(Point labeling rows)
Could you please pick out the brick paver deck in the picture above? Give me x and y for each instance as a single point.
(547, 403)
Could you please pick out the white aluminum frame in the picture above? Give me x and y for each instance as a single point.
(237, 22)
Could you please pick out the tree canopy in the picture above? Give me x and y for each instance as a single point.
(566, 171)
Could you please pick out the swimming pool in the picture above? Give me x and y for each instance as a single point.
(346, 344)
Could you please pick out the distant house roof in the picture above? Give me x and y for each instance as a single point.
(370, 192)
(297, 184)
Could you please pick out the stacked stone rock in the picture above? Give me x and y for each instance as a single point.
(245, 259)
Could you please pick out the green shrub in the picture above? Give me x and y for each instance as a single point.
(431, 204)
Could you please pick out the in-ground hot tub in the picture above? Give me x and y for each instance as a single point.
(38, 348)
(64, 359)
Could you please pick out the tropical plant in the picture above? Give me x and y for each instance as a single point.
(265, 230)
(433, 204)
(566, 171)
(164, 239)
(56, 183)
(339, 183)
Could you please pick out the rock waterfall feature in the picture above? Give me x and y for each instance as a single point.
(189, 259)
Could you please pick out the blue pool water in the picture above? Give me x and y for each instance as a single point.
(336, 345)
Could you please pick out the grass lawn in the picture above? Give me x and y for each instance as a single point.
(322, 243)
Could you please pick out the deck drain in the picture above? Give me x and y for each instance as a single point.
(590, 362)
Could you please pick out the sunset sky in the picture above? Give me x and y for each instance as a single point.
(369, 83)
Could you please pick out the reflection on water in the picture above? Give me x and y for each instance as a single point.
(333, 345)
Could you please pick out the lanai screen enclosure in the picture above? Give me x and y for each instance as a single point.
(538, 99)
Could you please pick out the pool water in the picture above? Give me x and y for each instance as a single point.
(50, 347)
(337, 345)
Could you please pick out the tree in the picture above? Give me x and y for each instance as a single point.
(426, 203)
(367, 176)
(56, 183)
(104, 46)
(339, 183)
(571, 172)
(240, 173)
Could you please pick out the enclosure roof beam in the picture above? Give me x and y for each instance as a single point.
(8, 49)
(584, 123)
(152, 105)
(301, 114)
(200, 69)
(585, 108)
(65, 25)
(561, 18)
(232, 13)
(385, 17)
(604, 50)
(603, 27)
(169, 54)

→ **REQUIREMENTS**:
Rewrite the rows from the line containing "Could you please pick out the pool" through the end of the rows, replacing "roof beam" with "support beam" and changing nothing else.

→ **FINAL RESULT**:
Could you please pick out the pool water in the picture above? Give me x and y for each instance as a single point.
(50, 347)
(337, 345)
Could you please pick out the tree in the picture above? Give me x and y for each instance as a single point.
(426, 203)
(367, 176)
(56, 183)
(104, 46)
(339, 183)
(571, 172)
(240, 173)
Could you please pick out the enclosure support beam in the picture above? Give me x and y for each instance as a single point.
(8, 49)
(584, 123)
(152, 105)
(301, 114)
(200, 69)
(585, 108)
(65, 25)
(561, 18)
(232, 13)
(385, 17)
(604, 50)
(603, 27)
(169, 54)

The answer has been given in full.